Provided text
■ ■ ■

The U.K. is a sandbox for Barclays' U.S. ambitions

Barclays has been highly active and aggressive in payments innovation on its home turf, giving it insight into which of its projects could find footing as it expands in the U.S.

“The U.S. market is a market where Barclays has just scratched the surface; there are features that we have in the U.K. that don’t exist" in the U.S., said Sagar Dalal, head of digital payments and innovation for Barclays U.S. Consumer Bank.

The bank this month deployed a new version of card controls designed to guide how, when and where cards are used. It’s positioning the controls as a next-gen version of the relatively common card freeze apps that halt usage for lost or stolen cards.

Barclays window sign
Signage shines through a window reflecting Barclays Plc head offices at the Canary Wharf business, financial and shopping district in London, U.K., on Tuesday, March 21, 2017. Barclays is considering Dublin for their EU base to ensure continued access to the single market, said people familiar with the plans,asking not to be named because the plans aren't public. Photographer: Luke MacGregor/Bloomberg
Luke MacGregor/Bloomberg

Barclays is tying card usage directly to its mobile app in real time, sending alerts each time the card is used for a purchase. There’s also features that resemble corporate spend policies applied to consumers, such as customization for merchant types including restaurants, entertainment, department stores, and per-transaction dollar limits to help cardholders and authorized users spend within a budget.

■ ■ ■

Data provided

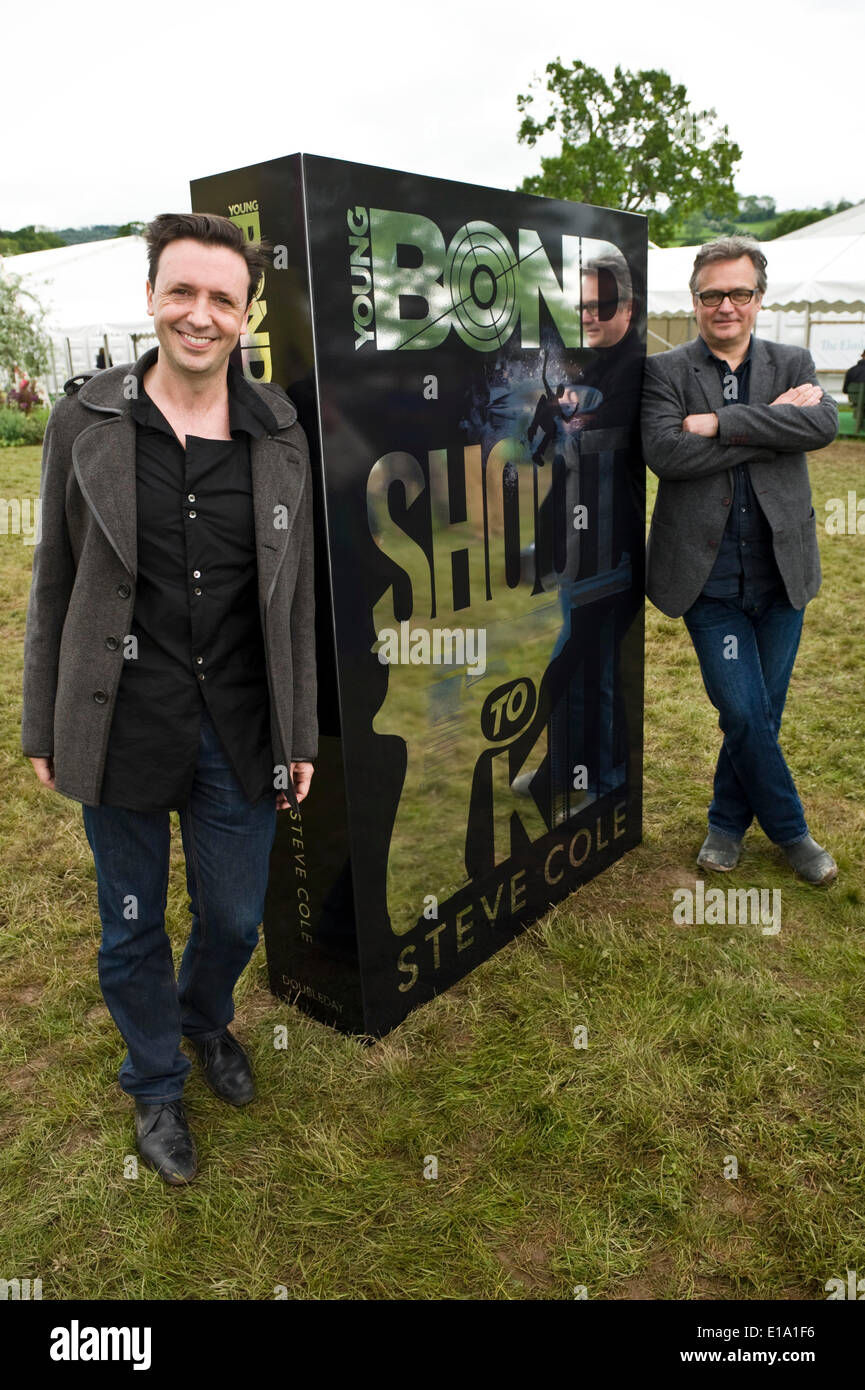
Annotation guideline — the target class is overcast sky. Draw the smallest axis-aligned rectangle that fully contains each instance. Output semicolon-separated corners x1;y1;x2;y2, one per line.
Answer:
0;0;865;229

■ ■ ■

What you need to do
#1 Translate this sentence from the Barclays article into Spanish: "The bank this month deployed a new version of card controls designed to guide how, when and where cards are used."
#2 Decide whether each statement agrees with the Barclays article, answering yes or no and quoting the words of the article that settle it.
(a) Barclays sends an alert every time the card is used for a purchase.
(b) Sagar Dalal heads digital payments and innovation for Barclays' U.K. consumer bank.
(c) The new controls include per-transaction dollar limits.
#3 Carry the Barclays article on card controls forward from its last sentence.

Responses
#1 Este mes, el banco implementó una nueva versión de controles de tarjetas diseñados para orientar cómo, cuándo y dónde se usan las tarjetas.

#2
(a) Yes: "sending alerts each time the card is used for a purchase"
(b) No: "head of digital payments and innovation for Barclays U.S. Consumer Bank"
(c) Yes: "per-transaction dollar limits to help cardholders and authorized users spend within a budget"

#3
Barclays is targeting families with the controls, enabling parents to supervise how their children spend. But it’s also laying the groundwork in the U.S. to embed spend flexibility and speed into new internet of things and AI-driven shopping and payment options that will likely require greater visibility into spending as payments happen more frequently.

“Cards are being used at a lot more places and for a lot more reasons,” Dalal said. “And there’s more people using cards for [cross purposes]. More family members are using cards, and small businesses are using cards for personal and business use at the same time. In a case where people may be handing their card out more often, they can lose control over where and how that card’s being used.”

Barclays is part of that proliferation. Barclays frequently experiments with new payment options, and often partners with fintechs that use easy transactions as part of their brand. For instance, it supports card approvals within minutes through a partnership with Uber.

Barclays has also put transaction technology in unusual places, such as coffee cups through a partnership with U.K. chain Costa Coffee, contactless bands, and a seemingly limitless range of wearables such as gloves, cellphone cases and saddles.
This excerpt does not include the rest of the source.